→ WORK INSTRUCTION: Could you transcribe every entry below exactly, leaving out the pictures?

►

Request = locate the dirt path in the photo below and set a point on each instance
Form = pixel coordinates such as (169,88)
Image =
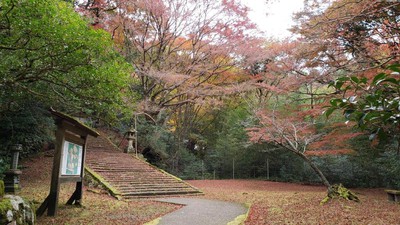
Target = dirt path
(202,212)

◄

→ WRITTEN RESPONSE:
Request = locate the dirt path in the photo below and set a point on each instance
Form = pixel coordinates such as (169,88)
Image =
Target = dirt path
(202,212)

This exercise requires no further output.